Instead of vague reassurance, you can explain:
That honesty builds trust. It also protects the team from the awful situation where a case turns out to be much more complex than the client was led to expect.
Although this article is mainly aimed at vets considering surgery CPD, surgery is never just about the person holding the scalpel. A vet who is more prepared can brief the team better. Surgical CPD can help vets communicate more clearly with nurses, and in turn the anaesthesia and theatre flow improve too.
Maybe I keep coming back to stress because I personally find surgery very stressful, but I know I'm not alone in that. If you're a medic at heart, or a happy GP that hasn't got a deep surgery interest, you probably recognise the feeling of seeing a surgical case on the list that you aren't familiar with.
Surgery CPD will not remove that feeling entirely, but it helps. You'll be better able to identify why you're uncomfortable with the procedure (is it a lack of practice, a lack of correct equipment, or a lack of backup?) and even make a plan to improve it.
Confidence in surgery should not mean “I’ll have a go at anything”. It should mean knowing what you are doing, knowing what you do not know, and having a plan for both.
The most useful surgery CPD depends on what you want to change in practice.

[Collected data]
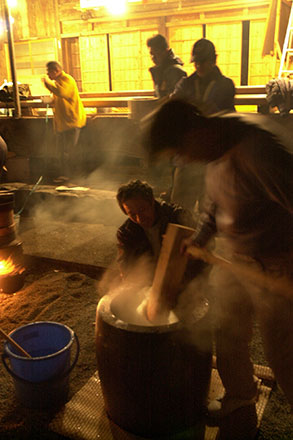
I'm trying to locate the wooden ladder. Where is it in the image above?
[278,4,293,78]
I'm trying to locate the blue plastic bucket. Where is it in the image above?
[2,321,79,408]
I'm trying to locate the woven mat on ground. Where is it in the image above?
[50,366,273,440]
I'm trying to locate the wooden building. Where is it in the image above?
[0,0,292,95]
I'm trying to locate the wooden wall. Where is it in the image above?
[0,0,288,94]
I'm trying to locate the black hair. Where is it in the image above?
[116,179,154,214]
[147,34,169,50]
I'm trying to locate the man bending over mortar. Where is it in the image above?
[116,180,205,302]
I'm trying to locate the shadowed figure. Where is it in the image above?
[145,100,293,428]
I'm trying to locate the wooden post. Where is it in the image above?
[147,223,194,324]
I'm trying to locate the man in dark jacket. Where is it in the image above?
[147,101,293,423]
[116,180,204,282]
[171,38,235,116]
[147,34,186,98]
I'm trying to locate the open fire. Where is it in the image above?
[0,256,25,293]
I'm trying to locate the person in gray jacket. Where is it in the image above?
[170,38,235,213]
[145,100,293,423]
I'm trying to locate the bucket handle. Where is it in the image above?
[2,332,80,384]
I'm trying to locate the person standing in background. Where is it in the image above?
[147,34,187,98]
[42,61,86,183]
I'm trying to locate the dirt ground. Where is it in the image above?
[0,263,293,440]
[0,267,99,439]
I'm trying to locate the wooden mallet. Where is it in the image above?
[0,328,31,358]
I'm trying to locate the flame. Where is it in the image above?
[0,257,16,276]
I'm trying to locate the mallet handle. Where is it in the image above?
[0,328,31,358]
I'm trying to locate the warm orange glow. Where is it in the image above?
[0,257,16,276]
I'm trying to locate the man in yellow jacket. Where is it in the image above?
[42,61,86,181]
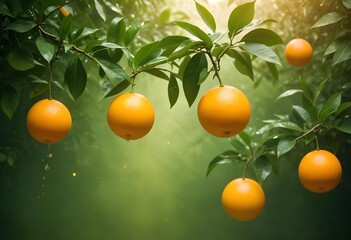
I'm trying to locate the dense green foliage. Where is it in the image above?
[0,0,351,237]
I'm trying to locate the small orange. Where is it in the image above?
[298,150,342,193]
[222,178,266,221]
[285,38,313,67]
[27,99,72,144]
[107,92,155,141]
[59,7,69,17]
[197,86,251,138]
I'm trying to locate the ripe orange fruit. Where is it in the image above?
[197,86,251,138]
[59,7,69,17]
[222,178,265,221]
[285,38,313,67]
[107,93,155,140]
[298,150,342,193]
[27,99,72,144]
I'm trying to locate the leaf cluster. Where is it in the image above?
[0,0,282,118]
[207,79,351,183]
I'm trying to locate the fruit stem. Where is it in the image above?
[130,77,135,93]
[243,158,251,180]
[206,50,224,87]
[48,66,52,100]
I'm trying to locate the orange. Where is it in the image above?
[298,150,342,193]
[285,38,313,67]
[222,178,266,221]
[197,86,251,138]
[107,93,155,140]
[27,99,72,144]
[59,7,69,17]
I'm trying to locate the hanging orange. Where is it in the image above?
[222,178,266,221]
[298,150,342,193]
[27,99,72,144]
[107,92,155,140]
[197,86,251,138]
[285,38,313,67]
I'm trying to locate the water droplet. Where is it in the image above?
[44,164,50,171]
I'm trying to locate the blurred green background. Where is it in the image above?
[0,1,351,240]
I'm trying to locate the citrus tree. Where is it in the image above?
[0,0,351,221]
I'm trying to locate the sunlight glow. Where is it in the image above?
[208,0,224,5]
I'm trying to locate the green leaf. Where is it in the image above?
[143,56,168,71]
[342,0,351,9]
[158,8,171,24]
[210,32,228,43]
[318,92,342,123]
[134,41,162,68]
[206,150,239,177]
[311,12,345,28]
[335,102,351,116]
[168,74,179,108]
[123,23,142,46]
[300,78,313,104]
[6,156,15,167]
[5,19,37,33]
[1,85,19,119]
[168,39,203,61]
[228,136,250,155]
[275,89,302,101]
[94,0,106,22]
[333,41,351,66]
[158,35,189,49]
[65,57,87,101]
[324,41,340,57]
[257,122,304,134]
[61,14,72,39]
[0,3,16,18]
[255,156,272,184]
[106,17,126,44]
[183,53,207,107]
[174,21,213,49]
[227,49,254,80]
[35,36,56,63]
[277,137,296,158]
[239,131,251,147]
[195,1,216,32]
[0,152,7,163]
[266,62,279,80]
[313,77,329,104]
[335,118,351,134]
[99,79,130,100]
[144,68,169,81]
[243,19,277,31]
[241,28,283,46]
[240,43,281,66]
[228,1,255,39]
[291,105,312,126]
[7,49,35,71]
[95,58,129,86]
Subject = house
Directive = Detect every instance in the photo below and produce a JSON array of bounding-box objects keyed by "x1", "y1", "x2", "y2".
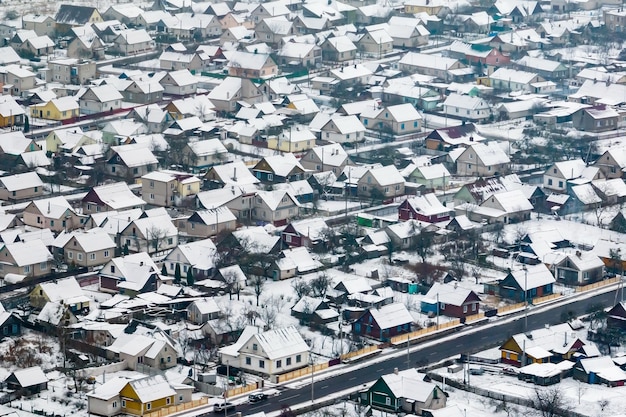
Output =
[
  {"x1": 500, "y1": 323, "x2": 585, "y2": 366},
  {"x1": 105, "y1": 145, "x2": 159, "y2": 180},
  {"x1": 81, "y1": 182, "x2": 146, "y2": 214},
  {"x1": 357, "y1": 165, "x2": 406, "y2": 200},
  {"x1": 0, "y1": 94, "x2": 26, "y2": 127},
  {"x1": 178, "y1": 207, "x2": 237, "y2": 238},
  {"x1": 219, "y1": 326, "x2": 310, "y2": 376},
  {"x1": 485, "y1": 263, "x2": 556, "y2": 302},
  {"x1": 443, "y1": 93, "x2": 492, "y2": 122},
  {"x1": 98, "y1": 252, "x2": 161, "y2": 295},
  {"x1": 54, "y1": 4, "x2": 103, "y2": 34},
  {"x1": 551, "y1": 250, "x2": 604, "y2": 285},
  {"x1": 0, "y1": 172, "x2": 43, "y2": 201},
  {"x1": 359, "y1": 368, "x2": 447, "y2": 415},
  {"x1": 352, "y1": 303, "x2": 413, "y2": 342},
  {"x1": 251, "y1": 153, "x2": 306, "y2": 184},
  {"x1": 28, "y1": 277, "x2": 90, "y2": 313},
  {"x1": 320, "y1": 35, "x2": 358, "y2": 62},
  {"x1": 187, "y1": 298, "x2": 221, "y2": 324},
  {"x1": 421, "y1": 282, "x2": 480, "y2": 318},
  {"x1": 119, "y1": 209, "x2": 178, "y2": 254},
  {"x1": 359, "y1": 103, "x2": 422, "y2": 135},
  {"x1": 182, "y1": 138, "x2": 229, "y2": 172},
  {"x1": 76, "y1": 85, "x2": 124, "y2": 114},
  {"x1": 22, "y1": 196, "x2": 86, "y2": 232},
  {"x1": 398, "y1": 193, "x2": 452, "y2": 223},
  {"x1": 572, "y1": 104, "x2": 620, "y2": 133},
  {"x1": 4, "y1": 366, "x2": 48, "y2": 396},
  {"x1": 456, "y1": 142, "x2": 511, "y2": 177},
  {"x1": 300, "y1": 143, "x2": 353, "y2": 175},
  {"x1": 55, "y1": 228, "x2": 116, "y2": 268},
  {"x1": 163, "y1": 239, "x2": 217, "y2": 285},
  {"x1": 30, "y1": 96, "x2": 80, "y2": 121}
]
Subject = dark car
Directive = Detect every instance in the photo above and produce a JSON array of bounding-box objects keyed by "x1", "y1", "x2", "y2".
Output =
[
  {"x1": 213, "y1": 401, "x2": 235, "y2": 413},
  {"x1": 248, "y1": 392, "x2": 267, "y2": 403}
]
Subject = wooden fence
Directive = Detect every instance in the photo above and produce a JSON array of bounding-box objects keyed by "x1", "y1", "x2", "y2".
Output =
[
  {"x1": 391, "y1": 319, "x2": 461, "y2": 344},
  {"x1": 224, "y1": 382, "x2": 259, "y2": 398},
  {"x1": 275, "y1": 362, "x2": 329, "y2": 383},
  {"x1": 341, "y1": 345, "x2": 379, "y2": 361},
  {"x1": 576, "y1": 277, "x2": 621, "y2": 292},
  {"x1": 144, "y1": 397, "x2": 209, "y2": 417}
]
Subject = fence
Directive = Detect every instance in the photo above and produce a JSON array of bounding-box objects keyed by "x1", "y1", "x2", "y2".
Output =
[
  {"x1": 275, "y1": 362, "x2": 329, "y2": 383},
  {"x1": 498, "y1": 303, "x2": 524, "y2": 314},
  {"x1": 341, "y1": 345, "x2": 379, "y2": 361},
  {"x1": 532, "y1": 294, "x2": 561, "y2": 305},
  {"x1": 144, "y1": 397, "x2": 209, "y2": 417},
  {"x1": 225, "y1": 382, "x2": 259, "y2": 398},
  {"x1": 576, "y1": 277, "x2": 621, "y2": 292},
  {"x1": 391, "y1": 319, "x2": 461, "y2": 344}
]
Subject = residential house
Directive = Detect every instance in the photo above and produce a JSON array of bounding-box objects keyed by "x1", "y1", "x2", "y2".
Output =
[
  {"x1": 500, "y1": 323, "x2": 585, "y2": 366},
  {"x1": 300, "y1": 143, "x2": 353, "y2": 175},
  {"x1": 54, "y1": 4, "x2": 103, "y2": 34},
  {"x1": 421, "y1": 282, "x2": 480, "y2": 318},
  {"x1": 551, "y1": 250, "x2": 604, "y2": 285},
  {"x1": 29, "y1": 277, "x2": 90, "y2": 313},
  {"x1": 443, "y1": 93, "x2": 492, "y2": 121},
  {"x1": 178, "y1": 207, "x2": 237, "y2": 238},
  {"x1": 30, "y1": 96, "x2": 80, "y2": 121},
  {"x1": 55, "y1": 228, "x2": 116, "y2": 268},
  {"x1": 219, "y1": 326, "x2": 310, "y2": 376},
  {"x1": 251, "y1": 153, "x2": 306, "y2": 184},
  {"x1": 22, "y1": 196, "x2": 86, "y2": 233},
  {"x1": 0, "y1": 172, "x2": 43, "y2": 201},
  {"x1": 456, "y1": 142, "x2": 511, "y2": 177},
  {"x1": 81, "y1": 182, "x2": 146, "y2": 214},
  {"x1": 572, "y1": 104, "x2": 620, "y2": 133},
  {"x1": 183, "y1": 138, "x2": 230, "y2": 172},
  {"x1": 98, "y1": 252, "x2": 161, "y2": 295},
  {"x1": 120, "y1": 209, "x2": 178, "y2": 254},
  {"x1": 398, "y1": 193, "x2": 452, "y2": 223},
  {"x1": 359, "y1": 368, "x2": 447, "y2": 415},
  {"x1": 76, "y1": 85, "x2": 124, "y2": 114},
  {"x1": 141, "y1": 170, "x2": 202, "y2": 207},
  {"x1": 163, "y1": 239, "x2": 217, "y2": 285},
  {"x1": 4, "y1": 366, "x2": 48, "y2": 396},
  {"x1": 352, "y1": 303, "x2": 413, "y2": 342},
  {"x1": 357, "y1": 165, "x2": 406, "y2": 200},
  {"x1": 485, "y1": 263, "x2": 555, "y2": 302},
  {"x1": 359, "y1": 103, "x2": 422, "y2": 135}
]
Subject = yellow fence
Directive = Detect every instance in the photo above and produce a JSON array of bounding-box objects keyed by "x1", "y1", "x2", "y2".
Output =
[
  {"x1": 465, "y1": 313, "x2": 485, "y2": 323},
  {"x1": 533, "y1": 294, "x2": 561, "y2": 305},
  {"x1": 391, "y1": 319, "x2": 461, "y2": 344},
  {"x1": 144, "y1": 397, "x2": 209, "y2": 417},
  {"x1": 498, "y1": 303, "x2": 524, "y2": 314},
  {"x1": 226, "y1": 382, "x2": 259, "y2": 398},
  {"x1": 576, "y1": 277, "x2": 620, "y2": 292},
  {"x1": 341, "y1": 345, "x2": 379, "y2": 361},
  {"x1": 276, "y1": 362, "x2": 328, "y2": 382}
]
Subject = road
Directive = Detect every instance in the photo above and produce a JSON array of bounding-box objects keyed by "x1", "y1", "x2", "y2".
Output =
[{"x1": 228, "y1": 291, "x2": 615, "y2": 416}]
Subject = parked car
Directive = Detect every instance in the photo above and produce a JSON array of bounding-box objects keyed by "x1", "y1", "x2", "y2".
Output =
[
  {"x1": 213, "y1": 401, "x2": 235, "y2": 413},
  {"x1": 248, "y1": 392, "x2": 267, "y2": 403}
]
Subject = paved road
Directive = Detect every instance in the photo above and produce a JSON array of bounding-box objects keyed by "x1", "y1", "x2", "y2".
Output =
[{"x1": 229, "y1": 291, "x2": 615, "y2": 416}]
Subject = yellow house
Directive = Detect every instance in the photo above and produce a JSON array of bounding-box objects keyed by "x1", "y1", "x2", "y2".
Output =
[
  {"x1": 267, "y1": 126, "x2": 316, "y2": 152},
  {"x1": 30, "y1": 96, "x2": 80, "y2": 121},
  {"x1": 120, "y1": 375, "x2": 176, "y2": 416}
]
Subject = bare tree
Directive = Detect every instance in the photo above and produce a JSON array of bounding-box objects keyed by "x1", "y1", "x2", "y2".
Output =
[{"x1": 530, "y1": 386, "x2": 570, "y2": 417}]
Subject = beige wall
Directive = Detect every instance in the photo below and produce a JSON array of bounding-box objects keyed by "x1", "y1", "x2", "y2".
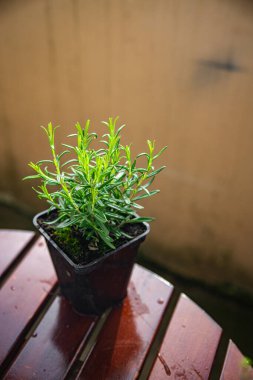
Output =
[{"x1": 0, "y1": 0, "x2": 253, "y2": 288}]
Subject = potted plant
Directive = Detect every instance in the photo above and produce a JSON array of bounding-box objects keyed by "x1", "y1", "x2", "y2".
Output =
[{"x1": 25, "y1": 118, "x2": 166, "y2": 314}]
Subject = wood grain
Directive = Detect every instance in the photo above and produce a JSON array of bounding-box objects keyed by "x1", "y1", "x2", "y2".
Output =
[
  {"x1": 5, "y1": 297, "x2": 97, "y2": 380},
  {"x1": 78, "y1": 265, "x2": 173, "y2": 380},
  {"x1": 149, "y1": 295, "x2": 221, "y2": 380},
  {"x1": 0, "y1": 230, "x2": 35, "y2": 277},
  {"x1": 220, "y1": 340, "x2": 253, "y2": 380},
  {"x1": 0, "y1": 238, "x2": 56, "y2": 362}
]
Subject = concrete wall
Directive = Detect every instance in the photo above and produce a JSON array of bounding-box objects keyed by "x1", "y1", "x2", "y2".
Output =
[{"x1": 0, "y1": 0, "x2": 253, "y2": 288}]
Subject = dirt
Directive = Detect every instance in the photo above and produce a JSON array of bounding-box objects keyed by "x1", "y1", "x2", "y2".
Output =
[{"x1": 38, "y1": 211, "x2": 146, "y2": 264}]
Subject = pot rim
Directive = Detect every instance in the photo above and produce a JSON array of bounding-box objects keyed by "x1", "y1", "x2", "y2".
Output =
[{"x1": 33, "y1": 209, "x2": 150, "y2": 270}]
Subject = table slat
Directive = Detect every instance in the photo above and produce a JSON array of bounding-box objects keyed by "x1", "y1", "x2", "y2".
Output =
[
  {"x1": 220, "y1": 340, "x2": 253, "y2": 380},
  {"x1": 0, "y1": 230, "x2": 35, "y2": 277},
  {"x1": 78, "y1": 265, "x2": 173, "y2": 380},
  {"x1": 149, "y1": 295, "x2": 221, "y2": 380},
  {"x1": 0, "y1": 238, "x2": 56, "y2": 362},
  {"x1": 4, "y1": 297, "x2": 97, "y2": 380}
]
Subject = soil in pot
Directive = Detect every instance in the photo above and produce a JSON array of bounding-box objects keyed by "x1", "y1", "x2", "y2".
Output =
[{"x1": 37, "y1": 210, "x2": 146, "y2": 265}]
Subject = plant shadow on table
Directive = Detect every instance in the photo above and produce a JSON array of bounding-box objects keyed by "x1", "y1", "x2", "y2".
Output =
[
  {"x1": 79, "y1": 283, "x2": 145, "y2": 379},
  {"x1": 49, "y1": 284, "x2": 145, "y2": 379}
]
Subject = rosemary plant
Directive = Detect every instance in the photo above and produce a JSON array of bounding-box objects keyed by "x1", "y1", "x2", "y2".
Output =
[{"x1": 24, "y1": 118, "x2": 166, "y2": 249}]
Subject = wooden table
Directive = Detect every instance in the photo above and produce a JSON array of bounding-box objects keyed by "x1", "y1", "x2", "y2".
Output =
[{"x1": 0, "y1": 230, "x2": 253, "y2": 380}]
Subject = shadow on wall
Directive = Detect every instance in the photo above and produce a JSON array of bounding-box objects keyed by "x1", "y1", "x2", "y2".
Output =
[{"x1": 0, "y1": 0, "x2": 253, "y2": 289}]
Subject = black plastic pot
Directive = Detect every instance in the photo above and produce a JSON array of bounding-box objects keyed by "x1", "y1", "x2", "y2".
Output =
[{"x1": 33, "y1": 210, "x2": 150, "y2": 314}]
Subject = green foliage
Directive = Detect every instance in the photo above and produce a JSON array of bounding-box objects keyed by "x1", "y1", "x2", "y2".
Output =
[{"x1": 24, "y1": 118, "x2": 166, "y2": 249}]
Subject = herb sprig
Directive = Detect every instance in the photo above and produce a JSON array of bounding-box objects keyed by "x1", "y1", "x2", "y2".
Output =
[{"x1": 24, "y1": 118, "x2": 167, "y2": 249}]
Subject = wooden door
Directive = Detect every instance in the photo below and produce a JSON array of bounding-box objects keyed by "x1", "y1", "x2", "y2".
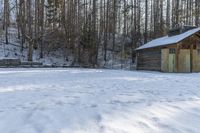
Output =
[
  {"x1": 161, "y1": 49, "x2": 169, "y2": 72},
  {"x1": 169, "y1": 54, "x2": 176, "y2": 72},
  {"x1": 178, "y1": 49, "x2": 191, "y2": 73}
]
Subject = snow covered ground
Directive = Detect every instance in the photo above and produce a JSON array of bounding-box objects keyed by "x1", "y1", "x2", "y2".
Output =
[{"x1": 0, "y1": 69, "x2": 200, "y2": 133}]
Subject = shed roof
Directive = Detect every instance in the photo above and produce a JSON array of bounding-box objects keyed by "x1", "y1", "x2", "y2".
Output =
[{"x1": 136, "y1": 28, "x2": 200, "y2": 50}]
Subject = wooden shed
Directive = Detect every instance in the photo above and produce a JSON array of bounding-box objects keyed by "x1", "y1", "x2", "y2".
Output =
[{"x1": 136, "y1": 26, "x2": 200, "y2": 73}]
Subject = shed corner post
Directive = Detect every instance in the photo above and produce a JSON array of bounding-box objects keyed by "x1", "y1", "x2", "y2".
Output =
[{"x1": 175, "y1": 43, "x2": 180, "y2": 73}]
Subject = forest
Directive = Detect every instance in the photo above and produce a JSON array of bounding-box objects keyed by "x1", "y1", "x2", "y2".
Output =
[{"x1": 0, "y1": 0, "x2": 200, "y2": 67}]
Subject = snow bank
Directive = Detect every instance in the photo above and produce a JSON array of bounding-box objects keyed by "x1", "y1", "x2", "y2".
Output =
[{"x1": 0, "y1": 69, "x2": 200, "y2": 133}]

• _TASK SET_:
[a] According to the surgery CPD excerpt, why does surgical CPD for a vet also benefit the rest of the team? Answer in one to three sentences.
[b] Please write out the part of the surgery CPD excerpt starting with "Instead of vague" and going on through "led to expect.", word for word.
The collected data is separate material from the excerpt on surgery CPD.

• _RESULTS BY TASK_:
[a] A vet who is more prepared can brief the team better. Surgical CPD helps vets communicate more clearly with nurses, and as a result the anaesthesia and theatre flow improve too.

[b]
Instead of vague reassurance, you can explain:
That honesty builds trust. It also protects the team from the awful situation where a case turns out to be much more complex than the client was led to expect.